**Material for this task**
■ ■ ■ ■ ■ ■ ■

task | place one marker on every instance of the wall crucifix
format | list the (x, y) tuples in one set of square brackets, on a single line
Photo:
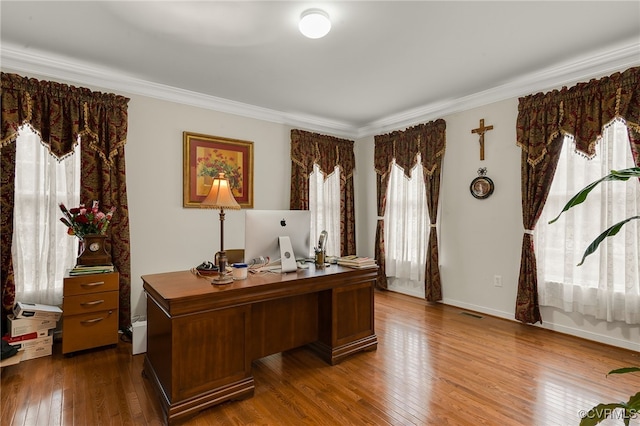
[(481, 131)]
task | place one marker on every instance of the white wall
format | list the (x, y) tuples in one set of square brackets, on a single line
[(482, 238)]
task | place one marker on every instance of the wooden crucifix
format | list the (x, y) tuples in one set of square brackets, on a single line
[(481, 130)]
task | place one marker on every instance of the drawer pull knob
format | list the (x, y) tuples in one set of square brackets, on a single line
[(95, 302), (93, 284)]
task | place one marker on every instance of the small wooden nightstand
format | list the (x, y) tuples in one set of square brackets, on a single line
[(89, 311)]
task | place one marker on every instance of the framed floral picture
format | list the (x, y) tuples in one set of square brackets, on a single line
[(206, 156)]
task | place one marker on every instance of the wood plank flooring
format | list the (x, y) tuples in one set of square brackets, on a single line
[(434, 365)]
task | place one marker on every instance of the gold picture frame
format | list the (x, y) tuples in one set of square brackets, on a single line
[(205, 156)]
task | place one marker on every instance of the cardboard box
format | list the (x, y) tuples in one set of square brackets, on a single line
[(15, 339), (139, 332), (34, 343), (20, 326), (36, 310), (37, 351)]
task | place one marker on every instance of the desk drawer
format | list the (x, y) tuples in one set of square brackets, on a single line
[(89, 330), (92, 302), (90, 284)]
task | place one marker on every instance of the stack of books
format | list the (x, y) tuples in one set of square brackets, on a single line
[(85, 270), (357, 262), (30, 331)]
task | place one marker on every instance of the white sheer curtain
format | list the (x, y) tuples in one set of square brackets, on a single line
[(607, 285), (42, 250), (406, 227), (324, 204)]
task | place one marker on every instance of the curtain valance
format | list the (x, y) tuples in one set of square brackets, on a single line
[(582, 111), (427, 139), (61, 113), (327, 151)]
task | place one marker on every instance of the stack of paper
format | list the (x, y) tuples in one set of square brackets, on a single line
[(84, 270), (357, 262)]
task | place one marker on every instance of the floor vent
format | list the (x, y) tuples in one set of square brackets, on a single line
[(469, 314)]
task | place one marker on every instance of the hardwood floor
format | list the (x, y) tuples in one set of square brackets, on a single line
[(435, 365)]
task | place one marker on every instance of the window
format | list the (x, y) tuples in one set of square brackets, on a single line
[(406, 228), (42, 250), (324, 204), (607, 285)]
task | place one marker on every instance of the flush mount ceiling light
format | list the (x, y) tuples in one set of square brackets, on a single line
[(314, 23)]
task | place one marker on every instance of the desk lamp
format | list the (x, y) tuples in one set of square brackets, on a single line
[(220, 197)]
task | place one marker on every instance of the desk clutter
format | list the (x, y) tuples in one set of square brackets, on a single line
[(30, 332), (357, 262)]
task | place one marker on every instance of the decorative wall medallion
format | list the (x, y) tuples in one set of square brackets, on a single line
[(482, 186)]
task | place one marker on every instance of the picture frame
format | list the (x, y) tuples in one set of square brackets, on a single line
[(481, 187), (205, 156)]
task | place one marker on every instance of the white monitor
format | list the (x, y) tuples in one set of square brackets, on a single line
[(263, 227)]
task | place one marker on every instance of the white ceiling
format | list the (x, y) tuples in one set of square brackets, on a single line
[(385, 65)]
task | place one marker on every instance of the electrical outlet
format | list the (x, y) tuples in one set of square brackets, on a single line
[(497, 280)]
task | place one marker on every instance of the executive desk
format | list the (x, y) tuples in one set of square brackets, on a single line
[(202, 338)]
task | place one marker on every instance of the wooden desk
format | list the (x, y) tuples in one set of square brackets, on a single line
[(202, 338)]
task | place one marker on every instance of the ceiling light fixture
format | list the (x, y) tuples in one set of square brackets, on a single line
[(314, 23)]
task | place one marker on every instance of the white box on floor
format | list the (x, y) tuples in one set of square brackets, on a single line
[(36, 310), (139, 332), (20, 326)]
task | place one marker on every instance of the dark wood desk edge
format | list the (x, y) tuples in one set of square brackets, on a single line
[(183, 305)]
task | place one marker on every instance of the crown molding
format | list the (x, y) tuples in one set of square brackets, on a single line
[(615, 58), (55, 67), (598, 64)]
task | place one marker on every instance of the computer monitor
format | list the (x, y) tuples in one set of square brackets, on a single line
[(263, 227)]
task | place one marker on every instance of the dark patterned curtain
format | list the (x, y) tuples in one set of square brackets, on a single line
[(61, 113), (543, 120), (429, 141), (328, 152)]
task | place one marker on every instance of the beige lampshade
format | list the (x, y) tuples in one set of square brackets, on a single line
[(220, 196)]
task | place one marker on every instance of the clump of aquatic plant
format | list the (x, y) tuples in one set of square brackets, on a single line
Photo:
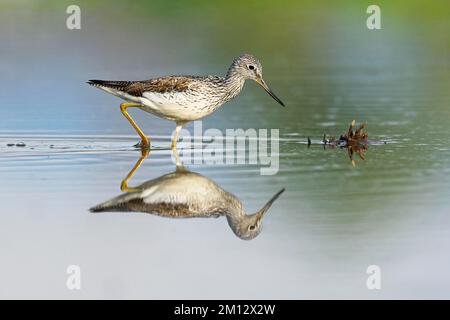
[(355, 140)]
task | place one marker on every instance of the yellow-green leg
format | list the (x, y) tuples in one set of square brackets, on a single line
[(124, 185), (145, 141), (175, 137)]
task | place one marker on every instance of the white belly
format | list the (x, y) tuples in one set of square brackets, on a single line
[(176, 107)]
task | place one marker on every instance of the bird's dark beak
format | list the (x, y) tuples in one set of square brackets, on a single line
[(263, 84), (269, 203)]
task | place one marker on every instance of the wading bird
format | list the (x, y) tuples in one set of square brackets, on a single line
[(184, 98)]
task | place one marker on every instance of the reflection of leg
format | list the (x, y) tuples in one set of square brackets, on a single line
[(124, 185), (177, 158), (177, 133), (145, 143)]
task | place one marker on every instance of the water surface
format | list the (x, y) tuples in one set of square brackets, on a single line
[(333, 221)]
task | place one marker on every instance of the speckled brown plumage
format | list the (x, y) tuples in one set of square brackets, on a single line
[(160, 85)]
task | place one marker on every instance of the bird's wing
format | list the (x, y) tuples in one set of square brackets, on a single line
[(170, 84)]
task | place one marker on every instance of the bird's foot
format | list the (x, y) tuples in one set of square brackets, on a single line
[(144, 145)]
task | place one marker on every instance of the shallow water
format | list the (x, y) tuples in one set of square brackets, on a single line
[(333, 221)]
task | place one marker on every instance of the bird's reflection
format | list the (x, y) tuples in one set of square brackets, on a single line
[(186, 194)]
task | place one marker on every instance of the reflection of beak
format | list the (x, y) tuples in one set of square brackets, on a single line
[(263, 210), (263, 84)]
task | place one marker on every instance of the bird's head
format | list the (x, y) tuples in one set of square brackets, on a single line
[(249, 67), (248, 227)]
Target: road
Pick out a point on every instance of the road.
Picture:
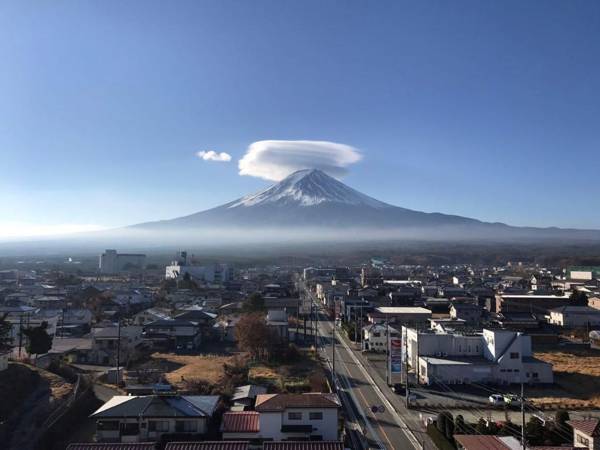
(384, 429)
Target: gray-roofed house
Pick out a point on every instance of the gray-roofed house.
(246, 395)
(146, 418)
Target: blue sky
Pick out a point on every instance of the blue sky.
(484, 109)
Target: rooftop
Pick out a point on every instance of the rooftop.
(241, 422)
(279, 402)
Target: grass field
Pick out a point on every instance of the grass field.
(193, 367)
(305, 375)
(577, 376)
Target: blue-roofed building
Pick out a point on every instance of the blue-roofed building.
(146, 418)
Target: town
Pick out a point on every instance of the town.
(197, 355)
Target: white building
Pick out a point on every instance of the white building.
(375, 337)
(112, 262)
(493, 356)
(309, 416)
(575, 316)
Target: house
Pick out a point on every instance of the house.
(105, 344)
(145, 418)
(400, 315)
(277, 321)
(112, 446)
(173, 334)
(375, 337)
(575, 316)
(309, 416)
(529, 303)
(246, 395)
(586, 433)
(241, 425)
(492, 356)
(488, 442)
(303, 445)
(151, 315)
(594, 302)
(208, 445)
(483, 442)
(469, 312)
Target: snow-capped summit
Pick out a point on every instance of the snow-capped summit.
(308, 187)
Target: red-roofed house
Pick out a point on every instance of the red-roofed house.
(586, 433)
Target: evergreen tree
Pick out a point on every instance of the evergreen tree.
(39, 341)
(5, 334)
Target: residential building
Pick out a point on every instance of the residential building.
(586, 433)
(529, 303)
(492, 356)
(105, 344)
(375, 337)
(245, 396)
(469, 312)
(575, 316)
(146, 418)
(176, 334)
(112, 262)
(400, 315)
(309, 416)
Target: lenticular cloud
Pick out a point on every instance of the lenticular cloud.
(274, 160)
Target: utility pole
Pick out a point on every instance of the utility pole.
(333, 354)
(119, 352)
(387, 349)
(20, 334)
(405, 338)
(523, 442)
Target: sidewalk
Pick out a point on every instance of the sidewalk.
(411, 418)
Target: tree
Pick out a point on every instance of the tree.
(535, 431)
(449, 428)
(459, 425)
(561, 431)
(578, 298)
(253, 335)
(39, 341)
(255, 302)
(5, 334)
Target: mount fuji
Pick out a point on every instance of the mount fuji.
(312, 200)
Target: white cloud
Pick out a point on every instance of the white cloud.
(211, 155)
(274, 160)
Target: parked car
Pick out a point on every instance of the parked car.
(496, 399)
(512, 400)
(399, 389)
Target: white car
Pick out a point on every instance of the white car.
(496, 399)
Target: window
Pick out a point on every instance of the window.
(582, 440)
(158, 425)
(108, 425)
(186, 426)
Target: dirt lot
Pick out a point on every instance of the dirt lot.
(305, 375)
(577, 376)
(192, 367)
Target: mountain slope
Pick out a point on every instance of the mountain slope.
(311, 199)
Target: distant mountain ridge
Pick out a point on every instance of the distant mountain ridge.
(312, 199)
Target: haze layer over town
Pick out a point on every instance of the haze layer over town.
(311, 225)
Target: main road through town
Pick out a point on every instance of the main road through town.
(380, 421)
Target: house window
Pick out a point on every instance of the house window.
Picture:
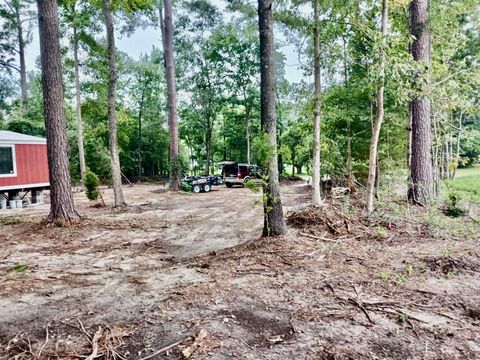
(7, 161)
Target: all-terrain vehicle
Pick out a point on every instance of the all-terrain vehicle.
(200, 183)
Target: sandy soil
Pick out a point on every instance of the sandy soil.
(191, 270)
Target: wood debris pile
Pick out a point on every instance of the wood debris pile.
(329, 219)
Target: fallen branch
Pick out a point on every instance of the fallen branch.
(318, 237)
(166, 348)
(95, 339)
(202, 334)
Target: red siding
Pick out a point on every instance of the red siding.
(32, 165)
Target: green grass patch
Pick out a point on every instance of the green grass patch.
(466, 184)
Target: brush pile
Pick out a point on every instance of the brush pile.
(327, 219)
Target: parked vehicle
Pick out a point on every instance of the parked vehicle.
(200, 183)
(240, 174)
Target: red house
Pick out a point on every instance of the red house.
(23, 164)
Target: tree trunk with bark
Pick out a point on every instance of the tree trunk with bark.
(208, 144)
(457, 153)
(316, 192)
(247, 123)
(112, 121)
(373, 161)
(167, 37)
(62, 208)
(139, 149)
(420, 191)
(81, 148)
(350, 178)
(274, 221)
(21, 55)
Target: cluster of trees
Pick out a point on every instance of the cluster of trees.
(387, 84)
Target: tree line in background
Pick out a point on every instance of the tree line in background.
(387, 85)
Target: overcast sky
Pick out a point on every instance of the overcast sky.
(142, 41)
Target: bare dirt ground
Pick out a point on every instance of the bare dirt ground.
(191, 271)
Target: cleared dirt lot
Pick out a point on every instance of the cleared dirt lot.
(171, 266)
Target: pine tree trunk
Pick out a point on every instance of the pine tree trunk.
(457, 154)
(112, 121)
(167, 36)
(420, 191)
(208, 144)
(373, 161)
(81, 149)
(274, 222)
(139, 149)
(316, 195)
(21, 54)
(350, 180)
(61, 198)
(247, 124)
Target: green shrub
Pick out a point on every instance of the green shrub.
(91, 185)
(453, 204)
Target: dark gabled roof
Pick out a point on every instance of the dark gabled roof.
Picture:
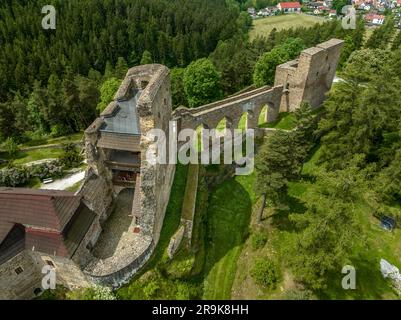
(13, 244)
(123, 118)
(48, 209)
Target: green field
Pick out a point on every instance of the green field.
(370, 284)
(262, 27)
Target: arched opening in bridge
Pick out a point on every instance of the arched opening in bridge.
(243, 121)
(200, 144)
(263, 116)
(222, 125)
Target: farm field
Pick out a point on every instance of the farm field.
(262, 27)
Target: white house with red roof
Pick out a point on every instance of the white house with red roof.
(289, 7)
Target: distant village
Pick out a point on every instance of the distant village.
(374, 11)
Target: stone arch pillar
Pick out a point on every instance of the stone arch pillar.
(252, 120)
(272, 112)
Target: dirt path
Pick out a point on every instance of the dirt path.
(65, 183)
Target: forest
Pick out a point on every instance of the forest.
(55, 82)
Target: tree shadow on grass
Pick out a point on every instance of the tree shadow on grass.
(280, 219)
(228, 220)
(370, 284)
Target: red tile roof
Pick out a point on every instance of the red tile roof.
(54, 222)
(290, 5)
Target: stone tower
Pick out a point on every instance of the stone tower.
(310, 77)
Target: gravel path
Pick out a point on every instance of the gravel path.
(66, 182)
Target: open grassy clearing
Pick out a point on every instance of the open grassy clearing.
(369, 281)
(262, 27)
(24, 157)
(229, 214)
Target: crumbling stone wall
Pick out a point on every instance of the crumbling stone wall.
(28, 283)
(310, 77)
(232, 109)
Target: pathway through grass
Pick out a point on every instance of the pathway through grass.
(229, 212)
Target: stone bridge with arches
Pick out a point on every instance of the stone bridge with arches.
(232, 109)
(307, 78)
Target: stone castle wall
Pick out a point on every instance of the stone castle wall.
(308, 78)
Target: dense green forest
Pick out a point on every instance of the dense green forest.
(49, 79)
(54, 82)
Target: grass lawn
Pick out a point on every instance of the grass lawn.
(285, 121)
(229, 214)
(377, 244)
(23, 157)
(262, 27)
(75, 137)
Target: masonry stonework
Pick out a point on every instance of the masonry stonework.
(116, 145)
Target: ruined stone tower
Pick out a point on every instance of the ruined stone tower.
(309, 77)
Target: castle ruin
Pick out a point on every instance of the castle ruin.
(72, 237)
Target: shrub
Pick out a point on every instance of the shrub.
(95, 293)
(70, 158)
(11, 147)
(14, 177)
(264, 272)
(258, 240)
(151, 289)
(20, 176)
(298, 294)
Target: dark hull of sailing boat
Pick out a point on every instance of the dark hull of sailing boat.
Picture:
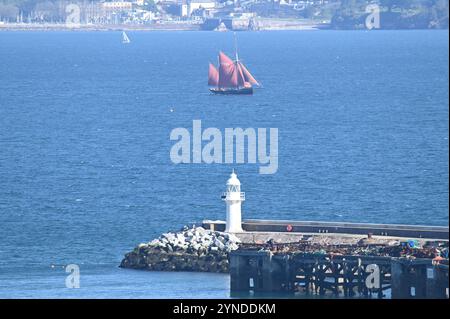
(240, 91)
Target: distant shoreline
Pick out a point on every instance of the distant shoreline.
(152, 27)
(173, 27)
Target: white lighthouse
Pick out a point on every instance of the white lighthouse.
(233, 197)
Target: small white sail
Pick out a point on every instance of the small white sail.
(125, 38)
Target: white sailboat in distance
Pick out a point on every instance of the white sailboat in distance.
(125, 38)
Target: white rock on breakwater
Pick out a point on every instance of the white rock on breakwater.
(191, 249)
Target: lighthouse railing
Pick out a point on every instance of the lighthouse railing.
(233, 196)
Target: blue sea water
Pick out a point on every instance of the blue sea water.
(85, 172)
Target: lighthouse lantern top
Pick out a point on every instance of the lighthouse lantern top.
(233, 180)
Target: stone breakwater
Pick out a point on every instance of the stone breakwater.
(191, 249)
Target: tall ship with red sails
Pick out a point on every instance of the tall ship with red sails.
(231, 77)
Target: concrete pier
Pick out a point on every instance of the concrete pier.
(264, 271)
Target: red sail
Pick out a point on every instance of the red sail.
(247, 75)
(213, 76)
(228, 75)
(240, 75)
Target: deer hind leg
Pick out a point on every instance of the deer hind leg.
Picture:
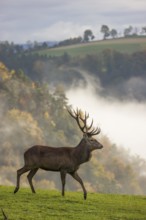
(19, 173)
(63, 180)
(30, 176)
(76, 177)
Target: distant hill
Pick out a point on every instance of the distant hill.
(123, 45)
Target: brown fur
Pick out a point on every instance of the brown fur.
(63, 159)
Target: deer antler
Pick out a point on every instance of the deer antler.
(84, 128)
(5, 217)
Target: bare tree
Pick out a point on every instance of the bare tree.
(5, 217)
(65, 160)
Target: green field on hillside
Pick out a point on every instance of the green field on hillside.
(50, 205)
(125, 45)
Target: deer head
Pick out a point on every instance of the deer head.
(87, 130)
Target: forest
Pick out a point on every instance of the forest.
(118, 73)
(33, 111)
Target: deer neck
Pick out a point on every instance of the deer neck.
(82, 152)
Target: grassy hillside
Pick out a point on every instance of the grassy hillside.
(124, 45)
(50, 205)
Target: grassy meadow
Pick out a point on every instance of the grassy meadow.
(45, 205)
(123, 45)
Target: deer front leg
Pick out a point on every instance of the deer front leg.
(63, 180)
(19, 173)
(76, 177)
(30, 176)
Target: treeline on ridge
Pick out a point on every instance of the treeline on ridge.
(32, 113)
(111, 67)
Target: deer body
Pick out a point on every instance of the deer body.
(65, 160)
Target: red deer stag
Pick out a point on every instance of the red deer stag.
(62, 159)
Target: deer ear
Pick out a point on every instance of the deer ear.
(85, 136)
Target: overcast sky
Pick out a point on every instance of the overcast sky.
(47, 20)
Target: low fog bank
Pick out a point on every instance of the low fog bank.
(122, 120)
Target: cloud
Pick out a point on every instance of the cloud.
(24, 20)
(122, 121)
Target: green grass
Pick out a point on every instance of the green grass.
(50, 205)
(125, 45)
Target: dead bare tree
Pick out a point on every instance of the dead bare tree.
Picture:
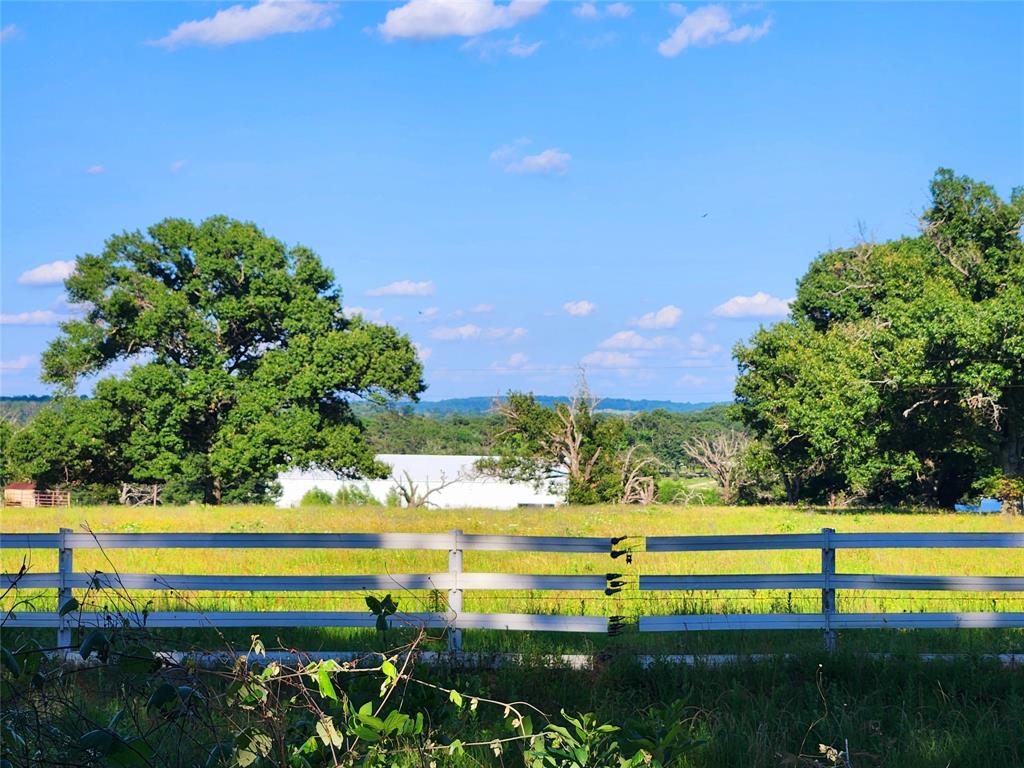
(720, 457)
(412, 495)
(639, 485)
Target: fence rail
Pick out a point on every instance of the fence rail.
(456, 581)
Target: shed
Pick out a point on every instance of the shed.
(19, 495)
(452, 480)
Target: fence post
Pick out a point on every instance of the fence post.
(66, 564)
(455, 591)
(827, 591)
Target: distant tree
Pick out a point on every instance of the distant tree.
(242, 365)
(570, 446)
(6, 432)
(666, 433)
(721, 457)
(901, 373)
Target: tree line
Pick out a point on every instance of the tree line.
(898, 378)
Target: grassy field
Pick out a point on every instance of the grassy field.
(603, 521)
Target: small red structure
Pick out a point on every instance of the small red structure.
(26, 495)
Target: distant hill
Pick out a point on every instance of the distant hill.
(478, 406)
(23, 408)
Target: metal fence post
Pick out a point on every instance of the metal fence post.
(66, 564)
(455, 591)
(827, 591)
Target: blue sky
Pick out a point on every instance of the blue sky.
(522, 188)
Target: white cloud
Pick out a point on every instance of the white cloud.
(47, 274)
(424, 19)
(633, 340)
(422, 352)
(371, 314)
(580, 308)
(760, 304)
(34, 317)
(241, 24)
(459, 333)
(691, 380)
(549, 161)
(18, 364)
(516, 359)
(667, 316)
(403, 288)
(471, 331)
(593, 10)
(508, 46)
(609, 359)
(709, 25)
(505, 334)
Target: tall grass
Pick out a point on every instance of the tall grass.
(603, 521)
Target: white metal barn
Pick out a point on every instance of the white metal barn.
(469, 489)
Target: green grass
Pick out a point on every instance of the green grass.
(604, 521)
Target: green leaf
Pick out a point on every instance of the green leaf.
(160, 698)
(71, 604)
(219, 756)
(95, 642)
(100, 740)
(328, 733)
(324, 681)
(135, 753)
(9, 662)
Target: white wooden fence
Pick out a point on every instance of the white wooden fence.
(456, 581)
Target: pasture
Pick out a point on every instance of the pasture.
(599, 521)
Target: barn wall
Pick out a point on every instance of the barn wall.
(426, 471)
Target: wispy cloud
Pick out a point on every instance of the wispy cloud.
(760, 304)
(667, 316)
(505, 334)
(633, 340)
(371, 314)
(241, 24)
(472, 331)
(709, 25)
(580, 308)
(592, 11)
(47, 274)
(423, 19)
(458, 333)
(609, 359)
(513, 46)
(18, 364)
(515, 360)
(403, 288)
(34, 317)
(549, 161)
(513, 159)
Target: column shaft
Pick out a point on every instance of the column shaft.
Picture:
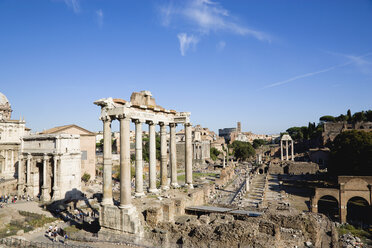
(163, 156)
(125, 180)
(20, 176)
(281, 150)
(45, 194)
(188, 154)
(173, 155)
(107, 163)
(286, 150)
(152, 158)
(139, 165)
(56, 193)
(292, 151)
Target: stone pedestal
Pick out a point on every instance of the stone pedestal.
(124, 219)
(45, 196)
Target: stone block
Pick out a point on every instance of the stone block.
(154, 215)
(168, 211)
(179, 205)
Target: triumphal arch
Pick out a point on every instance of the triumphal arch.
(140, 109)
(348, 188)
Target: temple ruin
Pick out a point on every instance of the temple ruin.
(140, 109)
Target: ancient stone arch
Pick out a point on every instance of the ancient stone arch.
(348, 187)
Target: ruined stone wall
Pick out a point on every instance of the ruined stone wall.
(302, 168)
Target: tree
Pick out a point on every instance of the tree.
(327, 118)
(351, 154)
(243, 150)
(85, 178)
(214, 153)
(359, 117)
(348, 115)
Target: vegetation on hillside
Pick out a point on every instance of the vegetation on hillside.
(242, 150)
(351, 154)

■ ■ ■ ■ ■ ■ ■

**What is needed**
Your response must consist of the lines from the beginning of the data through the line containing "the wooden crucifix", transcribed exactly, with no pictures.

**Reply**
task | place one marker on every instance of the wall crucifix
format | list the (x, y) tuples in one set of square brackets, on a single line
Photo:
[(481, 131)]
task | place one marker on every instance of the white wall
format | list the (x, y) tuples in one set of square brackets, on a single line
[(482, 238)]
task | place one marker on every instance of the wooden crucifix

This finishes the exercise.